§ **The data**
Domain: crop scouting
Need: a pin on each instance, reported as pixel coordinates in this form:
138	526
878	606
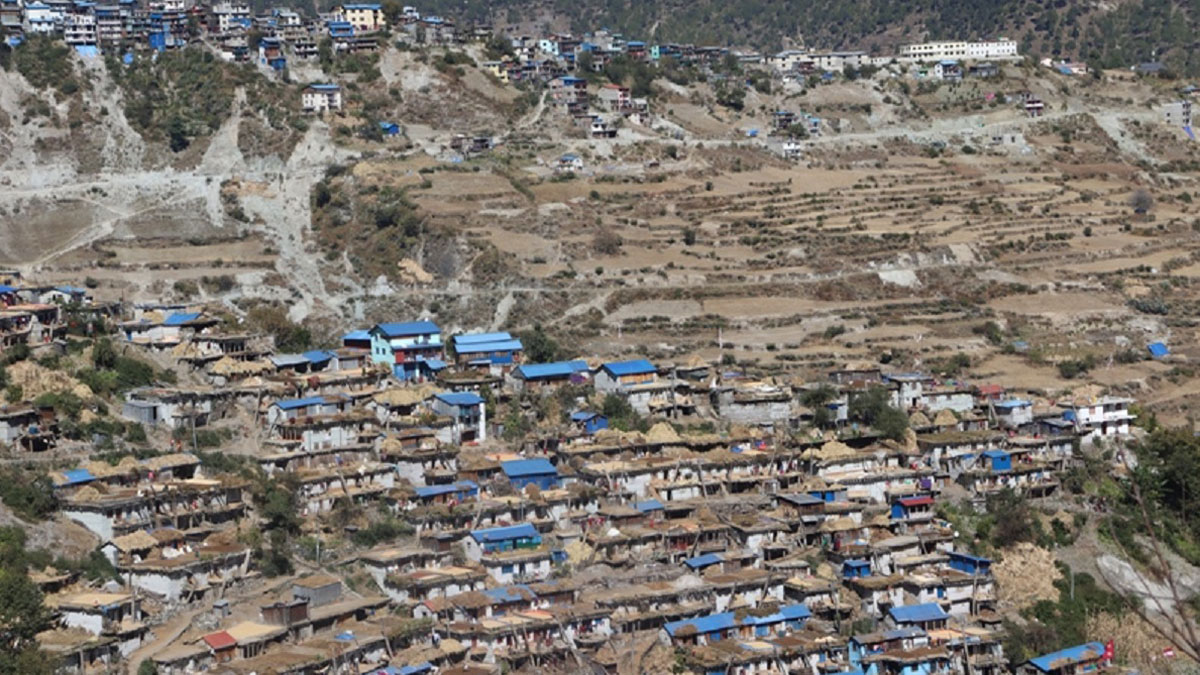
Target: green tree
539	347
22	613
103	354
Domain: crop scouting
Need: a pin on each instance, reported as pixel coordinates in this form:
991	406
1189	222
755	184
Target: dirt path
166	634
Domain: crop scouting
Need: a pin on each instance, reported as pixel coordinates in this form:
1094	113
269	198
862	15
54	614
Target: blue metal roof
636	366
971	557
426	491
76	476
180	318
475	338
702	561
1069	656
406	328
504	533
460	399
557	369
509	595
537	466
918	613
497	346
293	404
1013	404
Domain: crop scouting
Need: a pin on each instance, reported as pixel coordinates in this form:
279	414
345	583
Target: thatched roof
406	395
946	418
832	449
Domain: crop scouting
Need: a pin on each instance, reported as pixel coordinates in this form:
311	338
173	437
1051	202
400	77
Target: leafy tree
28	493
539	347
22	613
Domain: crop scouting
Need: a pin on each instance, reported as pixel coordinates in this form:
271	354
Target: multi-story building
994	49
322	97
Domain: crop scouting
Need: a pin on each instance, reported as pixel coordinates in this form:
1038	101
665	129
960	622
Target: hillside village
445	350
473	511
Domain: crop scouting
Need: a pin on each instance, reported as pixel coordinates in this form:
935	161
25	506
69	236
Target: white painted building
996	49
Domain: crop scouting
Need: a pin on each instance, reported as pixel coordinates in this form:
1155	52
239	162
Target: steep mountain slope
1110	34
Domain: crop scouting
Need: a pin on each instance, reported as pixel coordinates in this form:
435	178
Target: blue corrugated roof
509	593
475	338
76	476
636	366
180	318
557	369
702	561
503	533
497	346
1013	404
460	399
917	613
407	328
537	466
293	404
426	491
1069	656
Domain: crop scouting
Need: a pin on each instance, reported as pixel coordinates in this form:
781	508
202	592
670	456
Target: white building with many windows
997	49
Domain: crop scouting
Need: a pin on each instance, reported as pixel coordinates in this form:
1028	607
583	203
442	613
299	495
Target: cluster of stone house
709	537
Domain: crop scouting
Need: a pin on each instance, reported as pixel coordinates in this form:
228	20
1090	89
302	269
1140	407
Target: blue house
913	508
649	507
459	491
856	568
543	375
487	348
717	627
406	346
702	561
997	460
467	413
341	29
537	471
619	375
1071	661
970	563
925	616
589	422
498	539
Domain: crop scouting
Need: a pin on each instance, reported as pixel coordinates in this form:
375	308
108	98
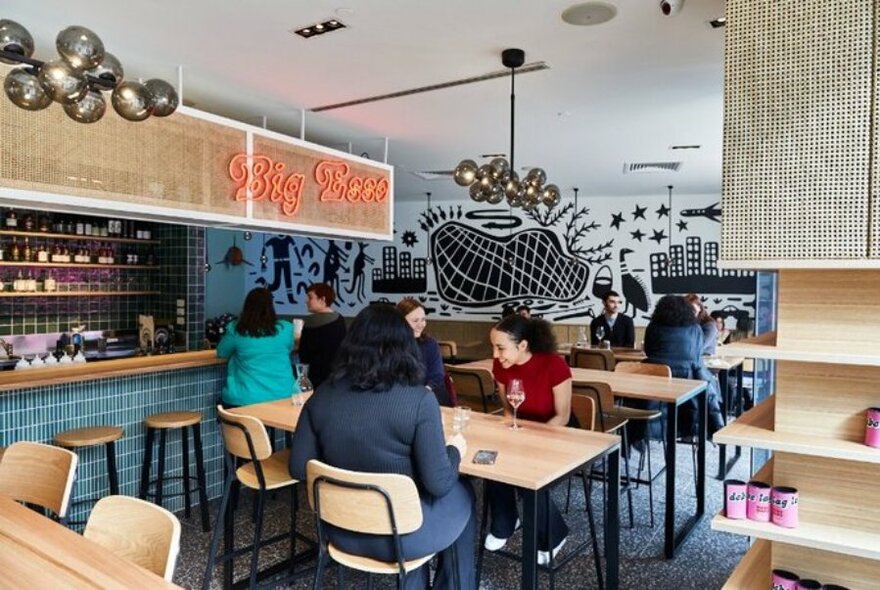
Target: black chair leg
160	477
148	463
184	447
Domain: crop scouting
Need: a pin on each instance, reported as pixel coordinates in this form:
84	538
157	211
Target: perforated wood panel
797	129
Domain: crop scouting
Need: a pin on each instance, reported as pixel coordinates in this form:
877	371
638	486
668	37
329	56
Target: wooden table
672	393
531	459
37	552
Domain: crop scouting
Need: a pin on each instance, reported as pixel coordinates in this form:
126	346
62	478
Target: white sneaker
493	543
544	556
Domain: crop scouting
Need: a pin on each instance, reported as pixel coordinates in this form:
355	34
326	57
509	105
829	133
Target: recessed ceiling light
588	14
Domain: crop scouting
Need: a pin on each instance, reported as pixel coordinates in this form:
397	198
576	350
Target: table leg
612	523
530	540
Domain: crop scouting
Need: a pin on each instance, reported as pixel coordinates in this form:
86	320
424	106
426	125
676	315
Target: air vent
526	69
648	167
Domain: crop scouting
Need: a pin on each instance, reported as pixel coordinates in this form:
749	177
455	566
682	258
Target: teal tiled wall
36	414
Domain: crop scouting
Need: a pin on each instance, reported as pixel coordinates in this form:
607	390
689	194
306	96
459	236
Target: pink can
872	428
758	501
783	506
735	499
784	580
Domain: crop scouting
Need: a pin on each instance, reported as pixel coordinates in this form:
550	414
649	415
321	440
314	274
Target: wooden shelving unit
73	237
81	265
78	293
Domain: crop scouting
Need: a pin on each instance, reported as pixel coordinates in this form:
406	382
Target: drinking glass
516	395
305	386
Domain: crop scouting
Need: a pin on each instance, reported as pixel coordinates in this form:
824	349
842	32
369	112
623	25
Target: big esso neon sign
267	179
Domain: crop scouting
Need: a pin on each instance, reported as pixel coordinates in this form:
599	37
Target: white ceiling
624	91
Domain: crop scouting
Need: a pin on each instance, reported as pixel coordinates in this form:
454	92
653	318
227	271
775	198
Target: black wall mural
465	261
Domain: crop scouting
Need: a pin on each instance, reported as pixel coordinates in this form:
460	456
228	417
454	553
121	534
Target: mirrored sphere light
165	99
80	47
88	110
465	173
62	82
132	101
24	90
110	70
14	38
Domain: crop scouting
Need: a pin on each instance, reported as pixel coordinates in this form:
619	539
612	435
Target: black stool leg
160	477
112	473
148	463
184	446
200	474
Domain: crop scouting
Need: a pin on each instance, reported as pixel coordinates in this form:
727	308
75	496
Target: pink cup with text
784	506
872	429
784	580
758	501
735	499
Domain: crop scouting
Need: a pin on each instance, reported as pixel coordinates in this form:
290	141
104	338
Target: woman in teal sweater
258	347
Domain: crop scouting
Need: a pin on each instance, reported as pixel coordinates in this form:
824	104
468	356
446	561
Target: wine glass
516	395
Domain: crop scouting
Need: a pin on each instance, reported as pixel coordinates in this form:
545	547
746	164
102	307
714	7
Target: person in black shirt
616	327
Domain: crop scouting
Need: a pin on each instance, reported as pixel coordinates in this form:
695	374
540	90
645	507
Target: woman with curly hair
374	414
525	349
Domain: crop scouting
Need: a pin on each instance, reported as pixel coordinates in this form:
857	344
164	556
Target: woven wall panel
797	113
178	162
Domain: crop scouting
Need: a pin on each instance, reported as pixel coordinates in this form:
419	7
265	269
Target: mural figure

§ **Exercise aim**
With the images left out, output all the entries above exactly.

§ **Output for this exercise**
Domain: crop scouting
Need: a pin on each instance, reported as pixel coordinates in this form:
138	526
878	606
Target: green tree
539	347
22	613
103	354
Domain: crop scouting
Need: a pin on each instance, reported as pixel coordinates in this form:
991	406
1189	222
755	184
Target: dirt path
166	634
Domain: crop scouting
Need: a pin on each instance, reported as pixel coordinates in this form:
1094	113
269	198
862	15
54	614
Target: blue metal roof
636	366
971	557
426	491
76	476
180	318
475	338
702	561
1069	656
406	328
504	533
460	399
557	369
509	595
537	466
918	613
497	346
293	404
1013	404
Domain: crop scouting
Need: a pin on each instance, reported as pixel coordinates in this form:
279	414
345	583
Target: thatched roof
406	395
946	418
832	449
Domain: crop scouting
Need: a pin on each instance, reported as pixel coordinates in this form:
311	338
173	437
1051	202
400	77
Target: leafy tree
28	493
539	347
22	613
Domain: crop scouting
Need: a pin on each instance, reported as pixel coordinates in this form:
271	354
Target: multi-story building
994	49
322	97
Domain: crop scouting
Need: a pin on each instance, reported as pixel coordinates in this form:
1038	101
665	129
960	622
Target: hillside village
445	350
473	511
Domain: crop scouting
Need: a pin on each instance, reported as pixel coordinates in this form:
935	161
25	506
69	236
Target: white painted building
996	49
Domain: crop scouting
Need: a pin on each instance, reported as pixel coordinates in this form:
1155	52
239	162
Target: steep mountain slope
1110	34
Domain: crop scouting
Need: a pin on each instance, reported as pixel coordinates in this form:
435	178
Target: blue corrugated roof
509	593
475	338
76	476
636	366
180	318
557	369
702	561
503	533
497	346
1013	404
460	399
917	613
407	328
537	466
293	404
426	491
1069	656
Domain: crop scouting
Need: a pin on each instance, reported as pixel coordinates in this form:
781	508
202	592
670	456
Target: white building with many windows
997	49
Domain: crop scouting
Need: a pin on each instance, reported as pixel coordinates in this form:
1028	607
583	203
442	613
299	495
Target: cluster of stone house
709	537
Domain: crop scouting
Need: a pin on each instance, reported as pixel coordinates in this form:
228	20
1090	89
302	269
1140	407
Target: blue house
913	508
649	507
459	491
856	568
543	375
487	348
717	627
406	346
702	561
997	460
467	413
341	29
537	471
619	375
1071	661
970	563
925	616
589	422
498	539
Domain: crop scouting
Need: a pin on each instance, reported as pixel coordinates in this form:
375	308
108	98
Target: black chair leg
160	477
148	463
184	447
Domain: crop scouting
Need: a pin on each instance, reported as pixel coordinates in this form:
84	538
157	211
Target: perforated wood panel
797	129
Domain: crop scouting
Need: a pin on each instance, reported as pixel coordinates in this form:
877	371
638	486
668	37
329	56
Target: wooden table
672	393
531	459
37	552
Domain: crop scouting
Need: a pin on each instance, reported as pixel coordinates in this form:
126	346
62	478
Target: white sneaker
493	543
544	556
Domain: crop scouting
Need: a pin on each instance, reported as pixel coordinates in this form:
355	34
326	57
509	105
829	133
Target: recessed ceiling light
588	14
Domain: crop scouting
Need: a pin on each instance, reported as pixel coordinates in this form:
397	198
576	350
Target: table leg
612	523
530	540
Domain: crop scouting
Need: a pin on each instance, reported as pixel coordinates in this form:
86	320
424	106
426	125
676	315
Target: air vent
526	69
648	167
Domain: crop scouting
Need: a pin on each instance, reported as pixel coordinates in this form:
749	177
455	566
682	258
Target: teal tiled wall
36	414
Domain: crop scouting
Need: a pin on each instance, reported as pixel coordinates in this form:
607	390
689	194
306	96
459	236
Target: pink can
872	428
758	501
783	506
735	499
784	580
Domain: crop scouting
Need: a pin on each instance, reported as pixel coordinates in this form:
550	414
649	415
321	440
314	274
Target: wooden shelving unit
73	237
81	265
78	293
Domain: crop scouting
Need: a pin on each instance, reported as pixel coordinates in this form:
406	382
Target: drinking glass
516	395
305	386
Domain: crop scouting
Need: a pin on each instance, reported as pixel coordinates in this form:
824	349
842	32
369	112
623	25
Target: big esso neon sign
267	179
Domain: crop scouting
Need: a pin on each instance, reported as pixel coordinates in this form:
599	37
Target: white ceiling
624	91
Domain: crop scouting
Need: a pin on each instance, reported as pixel coordinates in this form:
454	92
653	318
227	271
775	198
Target: black wall mural
465	261
Domain: crop scouting
Need: a pin on each instance, reported as pixel coordinates in this form:
460	456
228	417
454	553
121	534
Target: mirrored sphere light
165	99
80	47
88	110
465	173
62	82
132	101
24	90
110	70
14	38
Domain: crop scouting
Need: a pin on each instance, reported as pixel coordinates in this form:
619	539
612	435
Target: black stool leg
160	477
112	473
148	463
184	446
200	474
Domain: crop scouting
Need: a pin on each instance, reported as pixel coordinates in this form:
727	308
75	496
Target: pink cup with text
784	506
872	429
784	580
758	501
735	499
Domain: crop scouting
Need: a pin on each instance, reported as pixel coordinates in this form:
290	141
104	338
Target: woman in teal sweater
258	347
Domain: crop scouting
Need: a pin on each instance, reported as pixel coordinates in this form:
824	104
468	356
446	561
Target: wine glass
516	395
Domain: crop scouting
Need: a pin on each instance, reported as pixel coordinates in this form:
545	547
746	164
102	307
714	7
Target: person in black shirt
616	327
Domain: crop scouting
Need: a pin on each instance, reported as pixel coordinates in this form:
695	374
540	90
645	507
Target: woman with curly hair
374	414
525	349
Domain: crop scouting
Need: a pin on each instance, reported as pixel coordinates in this form:
857	344
164	556
Target: woven wall panel
797	113
178	162
Domain: crop scouting
Need: a pin on each instance, reported as pixel coordinates in this form:
419	7
265	269
Target: mural figure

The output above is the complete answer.